*What needs to be done:* Going through the entries below, count each line that holds "stock" and give only the total.
(Beginning of Dataset content)
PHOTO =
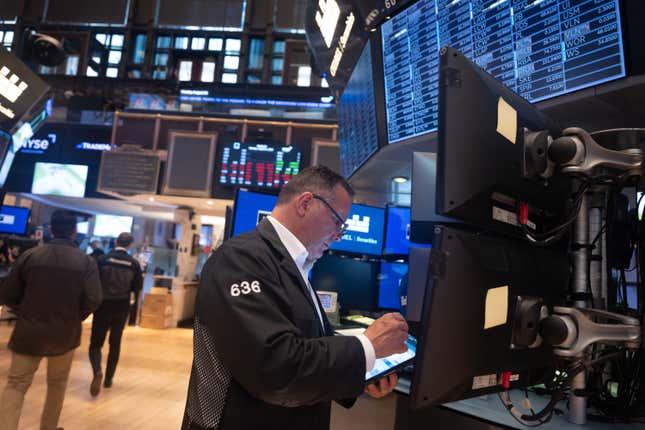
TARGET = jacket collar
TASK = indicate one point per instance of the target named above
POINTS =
(268, 233)
(65, 242)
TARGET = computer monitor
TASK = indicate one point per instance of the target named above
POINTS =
(250, 208)
(364, 233)
(467, 336)
(398, 232)
(355, 281)
(483, 153)
(112, 225)
(263, 164)
(389, 284)
(423, 215)
(13, 220)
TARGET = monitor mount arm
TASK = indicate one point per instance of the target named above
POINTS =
(570, 330)
(577, 153)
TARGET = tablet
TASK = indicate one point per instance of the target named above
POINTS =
(386, 365)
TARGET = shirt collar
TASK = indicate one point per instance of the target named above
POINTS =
(294, 247)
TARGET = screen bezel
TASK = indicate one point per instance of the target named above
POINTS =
(235, 205)
(24, 232)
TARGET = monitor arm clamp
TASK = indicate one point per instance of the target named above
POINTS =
(577, 153)
(571, 330)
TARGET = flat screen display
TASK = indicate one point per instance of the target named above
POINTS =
(13, 220)
(397, 232)
(357, 126)
(355, 281)
(250, 208)
(539, 49)
(364, 233)
(389, 284)
(259, 164)
(112, 225)
(59, 179)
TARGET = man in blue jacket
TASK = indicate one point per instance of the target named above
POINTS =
(265, 355)
(120, 276)
(54, 287)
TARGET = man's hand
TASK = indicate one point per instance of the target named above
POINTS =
(388, 335)
(383, 386)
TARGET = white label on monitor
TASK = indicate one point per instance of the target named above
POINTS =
(508, 217)
(484, 381)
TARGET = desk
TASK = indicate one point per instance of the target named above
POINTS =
(486, 412)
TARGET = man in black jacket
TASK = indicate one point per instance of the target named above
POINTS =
(120, 276)
(265, 356)
(54, 287)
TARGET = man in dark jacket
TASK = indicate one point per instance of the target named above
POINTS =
(265, 356)
(120, 276)
(54, 287)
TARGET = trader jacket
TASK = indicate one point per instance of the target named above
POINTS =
(54, 287)
(261, 358)
(120, 275)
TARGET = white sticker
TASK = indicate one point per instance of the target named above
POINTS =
(484, 381)
(496, 310)
(506, 120)
(508, 217)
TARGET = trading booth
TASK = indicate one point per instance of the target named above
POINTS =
(520, 270)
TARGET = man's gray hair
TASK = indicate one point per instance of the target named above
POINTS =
(316, 179)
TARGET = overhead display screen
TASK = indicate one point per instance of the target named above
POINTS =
(364, 233)
(59, 179)
(112, 225)
(357, 117)
(539, 49)
(259, 164)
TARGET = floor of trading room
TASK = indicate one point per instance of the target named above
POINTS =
(149, 390)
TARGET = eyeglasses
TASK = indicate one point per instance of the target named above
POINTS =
(341, 225)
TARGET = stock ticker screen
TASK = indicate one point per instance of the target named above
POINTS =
(537, 48)
(258, 164)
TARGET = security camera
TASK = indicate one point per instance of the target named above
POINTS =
(43, 49)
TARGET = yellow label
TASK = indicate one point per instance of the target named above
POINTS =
(496, 307)
(506, 120)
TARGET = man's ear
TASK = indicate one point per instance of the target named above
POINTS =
(303, 202)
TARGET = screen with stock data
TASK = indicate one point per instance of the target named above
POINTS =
(537, 48)
(258, 164)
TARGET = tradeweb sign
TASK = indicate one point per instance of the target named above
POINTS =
(93, 146)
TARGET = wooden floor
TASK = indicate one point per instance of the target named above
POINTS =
(149, 390)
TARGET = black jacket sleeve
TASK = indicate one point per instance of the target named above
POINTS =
(12, 288)
(137, 280)
(245, 305)
(92, 291)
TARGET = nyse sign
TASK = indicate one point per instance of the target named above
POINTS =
(327, 19)
(39, 145)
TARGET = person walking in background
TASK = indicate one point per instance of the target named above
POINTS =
(54, 287)
(96, 249)
(120, 276)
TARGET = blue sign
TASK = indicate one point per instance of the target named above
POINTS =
(39, 145)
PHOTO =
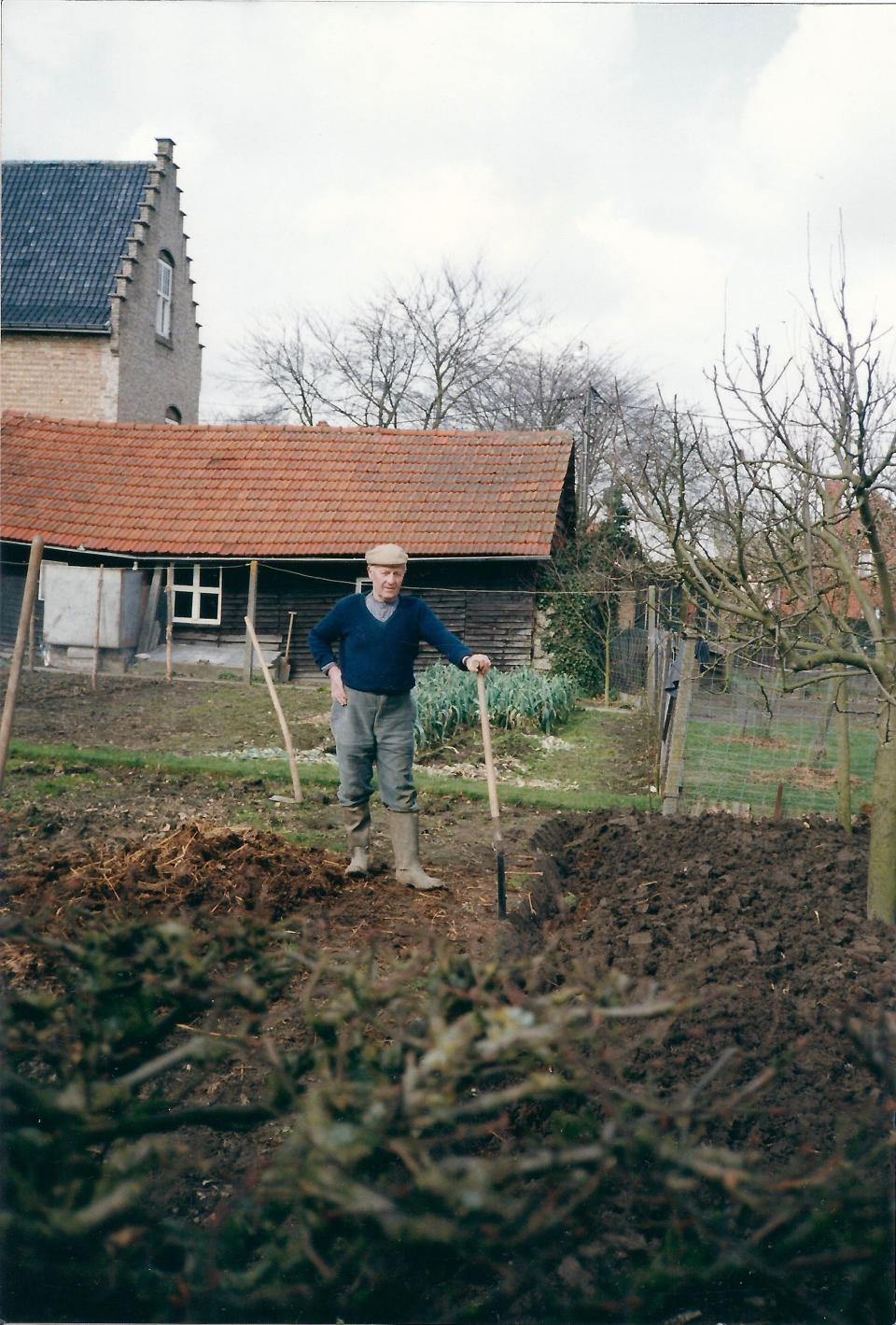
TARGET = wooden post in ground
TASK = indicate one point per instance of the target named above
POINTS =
(End of Dataset content)
*Final answer:* 2